* **WHAT THE TASK ASKS**:
Copy the records below character for character.
SUPPLIED DATA below:
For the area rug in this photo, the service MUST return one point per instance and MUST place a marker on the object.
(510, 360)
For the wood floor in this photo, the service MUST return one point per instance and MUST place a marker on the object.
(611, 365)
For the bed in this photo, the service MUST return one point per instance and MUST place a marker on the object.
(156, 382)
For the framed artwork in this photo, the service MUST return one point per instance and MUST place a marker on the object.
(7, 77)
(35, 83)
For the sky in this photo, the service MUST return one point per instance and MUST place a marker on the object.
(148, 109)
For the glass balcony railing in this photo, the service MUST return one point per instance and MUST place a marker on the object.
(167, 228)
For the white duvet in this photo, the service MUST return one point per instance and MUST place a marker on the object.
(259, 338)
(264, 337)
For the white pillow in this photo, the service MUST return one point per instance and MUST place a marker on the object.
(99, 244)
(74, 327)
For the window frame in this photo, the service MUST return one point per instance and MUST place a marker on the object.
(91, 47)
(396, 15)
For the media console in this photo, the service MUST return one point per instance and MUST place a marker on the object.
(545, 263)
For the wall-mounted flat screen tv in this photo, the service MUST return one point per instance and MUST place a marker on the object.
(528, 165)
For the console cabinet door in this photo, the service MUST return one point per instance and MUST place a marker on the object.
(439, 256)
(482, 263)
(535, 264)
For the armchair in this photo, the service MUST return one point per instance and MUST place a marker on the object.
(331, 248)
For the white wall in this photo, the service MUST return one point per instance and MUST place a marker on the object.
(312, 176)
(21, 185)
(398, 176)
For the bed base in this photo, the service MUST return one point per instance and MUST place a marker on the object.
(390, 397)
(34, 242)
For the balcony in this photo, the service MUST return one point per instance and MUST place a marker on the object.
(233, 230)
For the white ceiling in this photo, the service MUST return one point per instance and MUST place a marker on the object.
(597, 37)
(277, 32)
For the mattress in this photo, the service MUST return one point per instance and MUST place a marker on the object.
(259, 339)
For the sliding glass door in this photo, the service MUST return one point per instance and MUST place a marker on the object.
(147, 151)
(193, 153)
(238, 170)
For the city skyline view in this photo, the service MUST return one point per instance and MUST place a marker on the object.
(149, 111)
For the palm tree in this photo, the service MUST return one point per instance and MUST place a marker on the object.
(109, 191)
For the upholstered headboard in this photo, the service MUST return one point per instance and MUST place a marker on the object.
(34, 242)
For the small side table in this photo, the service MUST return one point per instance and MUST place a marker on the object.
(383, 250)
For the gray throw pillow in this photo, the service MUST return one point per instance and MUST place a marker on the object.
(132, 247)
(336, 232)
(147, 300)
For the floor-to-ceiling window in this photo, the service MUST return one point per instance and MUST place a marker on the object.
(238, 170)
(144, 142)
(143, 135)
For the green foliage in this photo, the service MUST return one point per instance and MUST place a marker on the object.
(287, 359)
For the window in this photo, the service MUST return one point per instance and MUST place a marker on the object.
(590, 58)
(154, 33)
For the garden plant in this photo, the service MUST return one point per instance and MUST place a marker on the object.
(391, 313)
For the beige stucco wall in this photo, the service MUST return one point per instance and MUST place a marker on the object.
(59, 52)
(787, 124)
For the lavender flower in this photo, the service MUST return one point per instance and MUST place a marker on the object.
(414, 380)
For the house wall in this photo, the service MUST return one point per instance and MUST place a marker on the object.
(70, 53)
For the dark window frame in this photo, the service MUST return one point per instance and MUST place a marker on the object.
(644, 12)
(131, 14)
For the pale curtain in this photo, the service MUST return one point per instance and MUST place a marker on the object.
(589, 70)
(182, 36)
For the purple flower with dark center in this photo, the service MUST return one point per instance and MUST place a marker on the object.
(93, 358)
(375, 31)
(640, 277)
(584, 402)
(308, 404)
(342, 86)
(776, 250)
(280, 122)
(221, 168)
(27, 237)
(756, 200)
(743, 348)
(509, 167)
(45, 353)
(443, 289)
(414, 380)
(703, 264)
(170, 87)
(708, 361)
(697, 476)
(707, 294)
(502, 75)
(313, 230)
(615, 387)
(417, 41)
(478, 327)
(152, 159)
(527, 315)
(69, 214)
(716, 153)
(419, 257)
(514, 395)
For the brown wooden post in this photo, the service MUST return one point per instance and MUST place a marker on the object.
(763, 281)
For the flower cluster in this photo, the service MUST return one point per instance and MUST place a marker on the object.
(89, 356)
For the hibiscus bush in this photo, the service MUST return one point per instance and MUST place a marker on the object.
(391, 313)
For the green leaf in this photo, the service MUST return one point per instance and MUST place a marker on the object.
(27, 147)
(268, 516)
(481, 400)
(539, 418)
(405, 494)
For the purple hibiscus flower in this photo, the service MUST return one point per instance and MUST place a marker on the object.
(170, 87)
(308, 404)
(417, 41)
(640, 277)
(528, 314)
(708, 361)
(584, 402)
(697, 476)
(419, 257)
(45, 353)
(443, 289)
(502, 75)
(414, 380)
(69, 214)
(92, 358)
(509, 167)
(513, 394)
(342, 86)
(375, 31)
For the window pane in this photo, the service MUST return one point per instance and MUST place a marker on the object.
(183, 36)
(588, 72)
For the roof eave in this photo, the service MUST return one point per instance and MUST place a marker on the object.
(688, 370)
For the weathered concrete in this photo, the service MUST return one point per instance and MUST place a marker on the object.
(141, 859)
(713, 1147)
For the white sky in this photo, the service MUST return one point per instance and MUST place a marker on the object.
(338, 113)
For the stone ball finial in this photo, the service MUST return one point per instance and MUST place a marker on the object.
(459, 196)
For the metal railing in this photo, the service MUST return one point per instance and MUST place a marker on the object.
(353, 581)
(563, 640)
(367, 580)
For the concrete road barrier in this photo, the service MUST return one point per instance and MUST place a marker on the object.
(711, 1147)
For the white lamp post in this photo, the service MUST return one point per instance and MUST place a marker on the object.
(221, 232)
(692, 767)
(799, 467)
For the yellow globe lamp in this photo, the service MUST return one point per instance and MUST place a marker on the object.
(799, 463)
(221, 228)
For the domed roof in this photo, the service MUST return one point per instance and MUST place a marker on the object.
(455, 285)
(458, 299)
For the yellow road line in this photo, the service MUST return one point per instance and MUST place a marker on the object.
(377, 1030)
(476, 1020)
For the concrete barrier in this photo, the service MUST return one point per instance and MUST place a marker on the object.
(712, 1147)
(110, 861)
End of SUPPLIED DATA.
* **EXERCISE OUTPUT**:
For the area rug in this photo, the service MUST return one point per instance and MUST place a marker on the object.
(510, 360)
For the wood floor in this photo, the service MUST return one point per instance and MUST place a marker on the object.
(611, 365)
For the bed in this photo, the service MUST return one point per instance and MUST place a marker on the object.
(156, 382)
For the framed artwork in this photo, the service MUST return one point per instance and MUST place a marker on the object.
(7, 77)
(35, 83)
For the sky in this photo, the service MUST return one point per instance and MUST place a marker on the object.
(148, 109)
For the glass balcony railing in this photo, the service MUST return one point per instance and MUST place a marker on the object.
(167, 228)
For the white duvet in this photo, the service MUST return one point per instance and MUST place a marker on the object.
(259, 338)
(264, 337)
For the white pillow in this photo, the service MUST return one point per instance and MUST place a marker on the object.
(99, 244)
(74, 327)
For the window frame in this photo, the service MUST return one point per instance and MUST place a marker on the object.
(91, 47)
(396, 15)
For the media console in this photo, the service MUST return one point per instance and MUST place a marker on the object.
(545, 263)
For the wall-mounted flat screen tv in this photo, the service MUST return one point per instance and MUST place a marker on the object.
(528, 165)
For the console cabinet door in this photo, the service MUST return one point per instance and MUST place a marker on the object.
(439, 256)
(482, 263)
(535, 264)
For the armchair in this photo, the service MUST return one point per instance and MUST place a marker on the object.
(331, 248)
For the white wall in this photo, the service MUST return one point per instance and MUST place a marker on the object.
(312, 176)
(21, 185)
(398, 176)
For the bed base in this photo, the service MUST return one point per instance and MUST place a marker on the object.
(390, 397)
(34, 242)
For the balcony in this photo, the service MUST return one point per instance and MUST place a marker on the object.
(233, 230)
For the white ceiling in this photo, the service MUST return one point per instance and MUST place a marker on the object.
(597, 37)
(277, 32)
For the mattress in this photo, the service MUST return one point per instance and MUST place a marker on the object.
(259, 339)
For the sliding glass door in this photo, the service MUST return one point per instance and MUST place a marker on the object.
(147, 151)
(193, 153)
(238, 170)
For the city skyline view in this photo, the service MUST return one point per instance and MUST place a marker on the object.
(149, 111)
For the palm tree in this photo, the service MUST return one point per instance and MUST place a marker on the object.
(109, 191)
For the upholstered headboard in this photo, the service MUST return one point per instance and MUST place a marker on the object.
(34, 242)
For the small side table in this photo, the service MUST return one point per instance and MUST place a marker on the object.
(383, 250)
For the gray throw pillow in this photo, the service MUST return one point per instance and MUST place a marker on the object.
(132, 247)
(336, 232)
(147, 300)
For the floor-to-ceiling window in this photo, the service MUST return one point per instance and MUST place a marker on the object.
(238, 170)
(144, 142)
(143, 135)
For the green foliage in this photo, the service MUST return one point per instance and MUST place a marker on the object.
(287, 359)
For the window in this photo, the service MUST return one point per instance and MUST place a marker on the object.
(590, 58)
(154, 33)
For the garden plant in this photo, the service MUST return one point per instance and MUST place a marker on the object.
(391, 313)
For the beige stucco wall in this photo, the service MUST return one point per instance and MUST place a marker on the object.
(59, 52)
(787, 124)
For the lavender flower in this photo, the service MUST return one point per instance and MUST place a marker on the object.
(414, 380)
For the house wall in this photo, the service MUST return one point per instance and MUST place a marker on the object.
(70, 53)
For the dark window frame in this photo, the service MUST return one point per instance and MUST place a marker on the object.
(644, 12)
(131, 14)
For the pale curtain in this photo, the service MUST return one point per instance and MUST place a marker on the object.
(589, 70)
(182, 36)
For the purple flower with dark center in this photo, the service MUST return one point per instance and MUST place a marker on the object.
(93, 358)
(375, 31)
(640, 277)
(584, 402)
(308, 404)
(342, 86)
(776, 250)
(280, 122)
(221, 168)
(27, 237)
(756, 200)
(743, 348)
(509, 167)
(45, 353)
(443, 289)
(414, 380)
(703, 264)
(170, 87)
(708, 361)
(697, 476)
(707, 294)
(502, 75)
(313, 230)
(615, 387)
(417, 41)
(478, 327)
(152, 159)
(527, 315)
(69, 214)
(716, 153)
(419, 257)
(514, 395)
For the brown wooden post in this photo, the service MUST return one point per instance and MUST place a marker on the object.
(763, 281)
For the flower cluster in this photo, the service MUST return one point per instance and MUST place a marker on the object.
(89, 356)
For the hibiscus bush in this photo, the service MUST return one point per instance and MUST place a marker on the object.
(391, 313)
For the green leaf in this photo, the service MUST return one point per instance and MUST place a marker on the object.
(27, 147)
(268, 516)
(481, 400)
(539, 418)
(405, 494)
For the purple hibiscus flower in this photo, the service MUST return one point per instance and MUST place a marker on the object.
(170, 87)
(308, 404)
(417, 41)
(640, 277)
(528, 314)
(708, 361)
(584, 402)
(697, 476)
(419, 257)
(45, 353)
(443, 289)
(502, 75)
(414, 380)
(69, 214)
(92, 358)
(509, 167)
(513, 394)
(342, 86)
(375, 31)
For the window pane in this photo, the service MUST return one point per instance and MUST place a marker on the object.
(183, 36)
(588, 72)
For the roof eave in this photo, the service MUST return one point per instance and MUST place a marker on the object.
(688, 370)
For the weathered concrete in this photo, the service MUST return one point per instance and MUST place a marker on the object.
(141, 859)
(713, 1147)
For the white sky in this photo, the service MUST return one point per instance and MUST place a marker on the object.
(338, 113)
For the stone ball finial in this photo, the service MUST return one point per instance and MUST place a marker on the object.
(459, 196)
For the metal railing in this photo, the service MUST return one point per instance and MUST place a marker on the object.
(353, 581)
(563, 640)
(367, 580)
For the concrete road barrier in this photo, the service MUST return one point per instance and MUST place a marker on the object.
(711, 1147)
For the white lamp post in this photo, the service MUST return one point per instance and MUST place a marker on the object.
(221, 232)
(692, 767)
(799, 467)
For the yellow globe lamp in this photo, the service MUST return one point per instance and MUST place a marker on the object.
(799, 463)
(221, 228)
For the domed roof in this photo, the service MUST return one point per instance and MUST place a marker on the object.
(455, 285)
(458, 299)
For the yellow road line in this photo, the service MUST return one point per instance and MUST place a marker on the object.
(377, 1030)
(476, 1020)
For the concrete barrier in this photo, the service MUST return one point per instance and MUST place a marker on the object.
(712, 1147)
(110, 861)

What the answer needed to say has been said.